WORK REQUIRED —
Rewrite the listing below, putting "boulder" wherever "rocky outcrop" appears and keeping everything else the same. Omit the pictures from your version.

Dataset records:
--------

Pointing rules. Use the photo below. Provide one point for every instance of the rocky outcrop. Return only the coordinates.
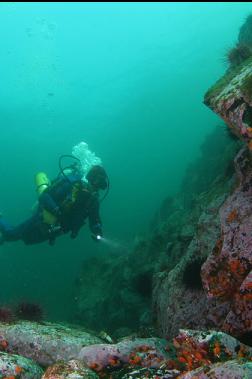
(71, 370)
(227, 273)
(227, 370)
(231, 99)
(45, 343)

--------

COMPLETE ANSWER —
Pointing rules. Use the photo below. Provide one point for every instance of the boulder. Return only the coordinates.
(71, 370)
(227, 273)
(227, 370)
(231, 99)
(45, 343)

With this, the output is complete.